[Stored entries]
----

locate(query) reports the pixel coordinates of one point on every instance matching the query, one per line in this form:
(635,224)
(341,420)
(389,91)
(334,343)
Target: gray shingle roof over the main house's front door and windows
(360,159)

----

● Aim of the exercise
Extract every record and return it verbatim.

● Your response
locate(query) reports the pixel coordinates of one point on every instance matching the query, one per line in this form:
(635,224)
(341,420)
(389,91)
(334,343)
Target: gray shingle roof over the main house's front door and windows
(360,159)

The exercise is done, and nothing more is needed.